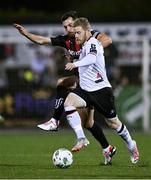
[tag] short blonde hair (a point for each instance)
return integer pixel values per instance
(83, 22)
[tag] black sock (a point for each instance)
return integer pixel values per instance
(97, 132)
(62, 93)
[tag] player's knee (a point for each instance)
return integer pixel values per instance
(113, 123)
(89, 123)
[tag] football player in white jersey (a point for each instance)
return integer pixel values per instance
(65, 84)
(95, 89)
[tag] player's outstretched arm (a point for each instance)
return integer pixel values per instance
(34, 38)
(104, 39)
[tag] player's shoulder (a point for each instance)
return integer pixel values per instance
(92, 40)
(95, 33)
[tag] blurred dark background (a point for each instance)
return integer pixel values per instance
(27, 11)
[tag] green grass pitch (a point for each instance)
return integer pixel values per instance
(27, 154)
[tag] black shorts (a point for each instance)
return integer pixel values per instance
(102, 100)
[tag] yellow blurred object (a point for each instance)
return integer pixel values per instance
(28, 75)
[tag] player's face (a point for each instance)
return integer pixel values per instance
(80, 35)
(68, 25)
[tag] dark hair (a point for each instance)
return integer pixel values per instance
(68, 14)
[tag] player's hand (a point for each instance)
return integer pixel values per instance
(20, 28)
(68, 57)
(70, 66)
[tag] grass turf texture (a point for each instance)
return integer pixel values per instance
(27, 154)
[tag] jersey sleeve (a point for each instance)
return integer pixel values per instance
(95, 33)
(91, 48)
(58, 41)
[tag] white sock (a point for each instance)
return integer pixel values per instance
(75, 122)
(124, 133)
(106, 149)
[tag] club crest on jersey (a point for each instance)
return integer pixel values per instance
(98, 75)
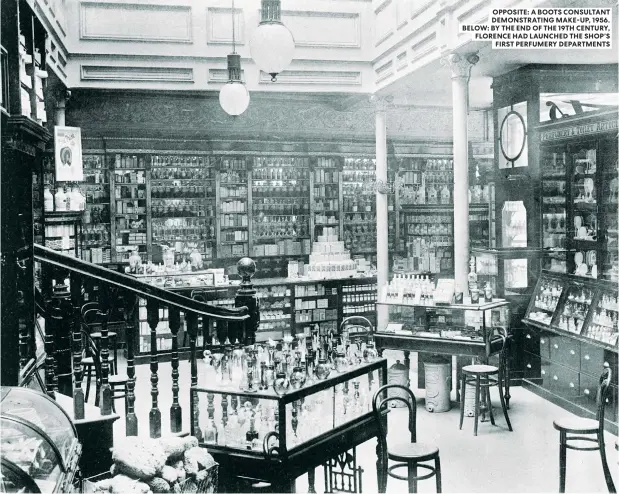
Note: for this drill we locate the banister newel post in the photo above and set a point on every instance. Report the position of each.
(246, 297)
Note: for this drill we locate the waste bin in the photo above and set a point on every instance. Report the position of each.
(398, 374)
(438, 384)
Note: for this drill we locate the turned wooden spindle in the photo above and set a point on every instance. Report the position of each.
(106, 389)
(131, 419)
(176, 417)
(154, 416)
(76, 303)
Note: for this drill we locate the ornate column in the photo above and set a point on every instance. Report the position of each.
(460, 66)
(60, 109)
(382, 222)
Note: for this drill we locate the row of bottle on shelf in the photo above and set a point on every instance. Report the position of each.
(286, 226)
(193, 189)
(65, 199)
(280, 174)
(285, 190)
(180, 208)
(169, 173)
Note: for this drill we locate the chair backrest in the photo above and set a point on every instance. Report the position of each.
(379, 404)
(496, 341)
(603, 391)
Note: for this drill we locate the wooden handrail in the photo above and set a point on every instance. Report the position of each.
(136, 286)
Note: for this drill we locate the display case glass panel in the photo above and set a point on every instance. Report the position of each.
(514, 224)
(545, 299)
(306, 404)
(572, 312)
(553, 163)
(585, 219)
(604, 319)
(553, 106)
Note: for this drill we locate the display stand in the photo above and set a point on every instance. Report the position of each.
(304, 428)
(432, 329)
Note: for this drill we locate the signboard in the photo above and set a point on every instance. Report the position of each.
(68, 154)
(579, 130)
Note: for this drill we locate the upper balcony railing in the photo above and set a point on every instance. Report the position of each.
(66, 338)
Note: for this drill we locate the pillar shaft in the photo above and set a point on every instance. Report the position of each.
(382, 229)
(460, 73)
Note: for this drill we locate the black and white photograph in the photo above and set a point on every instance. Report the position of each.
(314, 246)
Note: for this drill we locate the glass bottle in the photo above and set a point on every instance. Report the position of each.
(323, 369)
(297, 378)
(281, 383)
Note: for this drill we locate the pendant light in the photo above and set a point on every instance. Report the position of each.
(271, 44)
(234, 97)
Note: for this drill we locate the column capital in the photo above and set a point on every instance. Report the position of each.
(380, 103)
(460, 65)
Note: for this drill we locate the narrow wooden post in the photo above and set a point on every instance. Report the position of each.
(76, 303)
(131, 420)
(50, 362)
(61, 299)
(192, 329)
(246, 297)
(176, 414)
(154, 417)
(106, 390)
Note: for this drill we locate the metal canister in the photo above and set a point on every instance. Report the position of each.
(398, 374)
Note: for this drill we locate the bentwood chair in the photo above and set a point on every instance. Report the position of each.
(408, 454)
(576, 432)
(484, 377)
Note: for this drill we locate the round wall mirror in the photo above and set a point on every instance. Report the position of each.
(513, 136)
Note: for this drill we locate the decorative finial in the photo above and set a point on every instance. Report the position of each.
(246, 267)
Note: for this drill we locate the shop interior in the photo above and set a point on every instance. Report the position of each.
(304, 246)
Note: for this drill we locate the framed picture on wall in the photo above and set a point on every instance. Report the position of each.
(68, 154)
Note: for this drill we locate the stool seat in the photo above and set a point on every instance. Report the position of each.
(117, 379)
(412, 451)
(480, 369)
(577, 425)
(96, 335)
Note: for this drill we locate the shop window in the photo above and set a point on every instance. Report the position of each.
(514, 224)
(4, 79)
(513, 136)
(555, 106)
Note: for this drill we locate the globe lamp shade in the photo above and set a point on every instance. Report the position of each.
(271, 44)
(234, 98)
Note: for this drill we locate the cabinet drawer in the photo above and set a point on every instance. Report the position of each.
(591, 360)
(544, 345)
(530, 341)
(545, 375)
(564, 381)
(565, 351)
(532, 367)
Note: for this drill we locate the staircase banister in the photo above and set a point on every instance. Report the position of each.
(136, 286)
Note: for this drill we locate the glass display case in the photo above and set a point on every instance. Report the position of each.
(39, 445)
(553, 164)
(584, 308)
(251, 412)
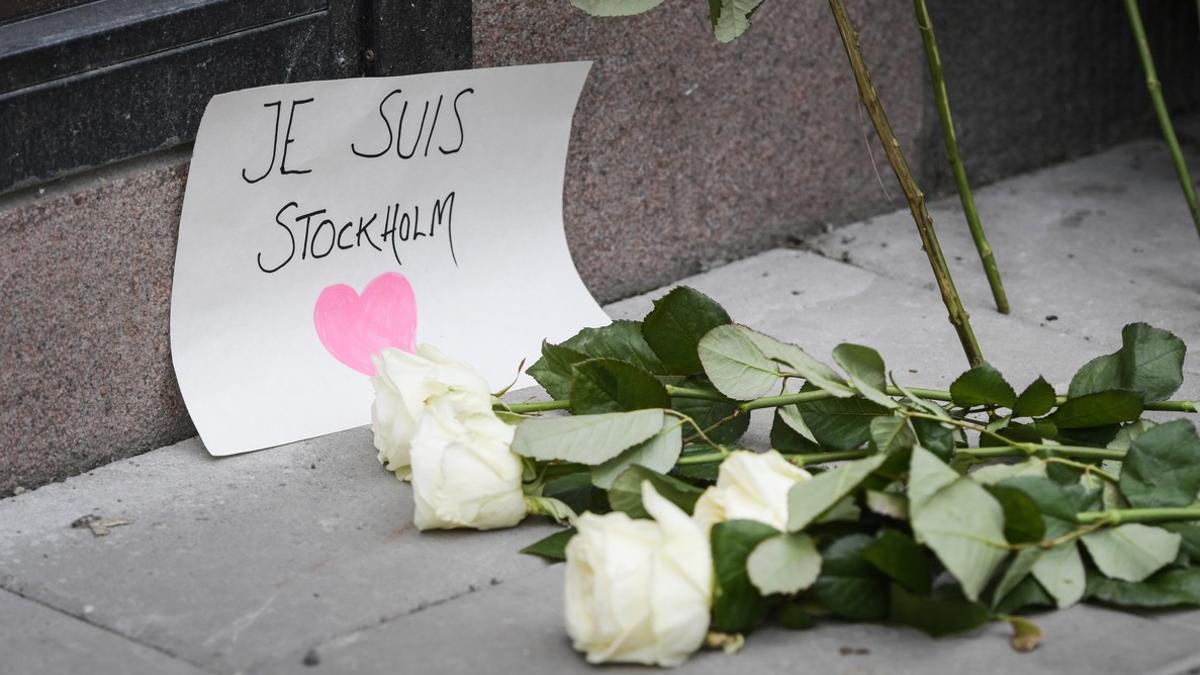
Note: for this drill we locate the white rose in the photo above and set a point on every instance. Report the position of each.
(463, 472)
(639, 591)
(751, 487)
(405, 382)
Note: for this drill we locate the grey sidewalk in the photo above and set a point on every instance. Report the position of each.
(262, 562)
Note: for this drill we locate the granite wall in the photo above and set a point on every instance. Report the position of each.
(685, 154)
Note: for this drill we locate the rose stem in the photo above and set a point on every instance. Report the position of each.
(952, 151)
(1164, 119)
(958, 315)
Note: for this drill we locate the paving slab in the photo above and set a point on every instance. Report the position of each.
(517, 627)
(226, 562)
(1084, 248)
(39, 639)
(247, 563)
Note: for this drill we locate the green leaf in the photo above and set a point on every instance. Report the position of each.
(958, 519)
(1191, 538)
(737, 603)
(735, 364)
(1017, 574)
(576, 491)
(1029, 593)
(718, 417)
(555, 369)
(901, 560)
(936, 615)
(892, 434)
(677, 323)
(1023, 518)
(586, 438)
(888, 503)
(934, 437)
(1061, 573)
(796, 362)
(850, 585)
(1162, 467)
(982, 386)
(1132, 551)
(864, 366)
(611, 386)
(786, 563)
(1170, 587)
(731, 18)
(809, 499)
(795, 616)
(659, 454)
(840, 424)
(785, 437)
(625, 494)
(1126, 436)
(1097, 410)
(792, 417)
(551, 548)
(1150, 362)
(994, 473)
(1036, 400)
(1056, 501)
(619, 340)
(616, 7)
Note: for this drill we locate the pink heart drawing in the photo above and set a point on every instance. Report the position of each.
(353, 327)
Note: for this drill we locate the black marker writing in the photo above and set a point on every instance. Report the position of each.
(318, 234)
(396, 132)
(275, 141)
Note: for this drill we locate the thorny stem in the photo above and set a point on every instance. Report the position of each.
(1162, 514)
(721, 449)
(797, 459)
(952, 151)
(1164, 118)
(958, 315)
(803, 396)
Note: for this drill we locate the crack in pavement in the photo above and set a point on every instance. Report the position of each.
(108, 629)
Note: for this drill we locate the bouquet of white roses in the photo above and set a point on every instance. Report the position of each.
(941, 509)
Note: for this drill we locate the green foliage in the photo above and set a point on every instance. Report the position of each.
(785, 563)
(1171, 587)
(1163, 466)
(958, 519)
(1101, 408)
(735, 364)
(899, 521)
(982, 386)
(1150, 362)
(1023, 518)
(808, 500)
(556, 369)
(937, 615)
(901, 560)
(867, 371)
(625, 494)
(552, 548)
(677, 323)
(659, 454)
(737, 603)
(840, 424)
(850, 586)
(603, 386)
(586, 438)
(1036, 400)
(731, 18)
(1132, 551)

Your instructions. Only the lines that contain the word "dark" should be copied from the material.

Solved exercise.
[tag] blurred dark background (a point for each instance)
[tag] dark hair (a point for each instance)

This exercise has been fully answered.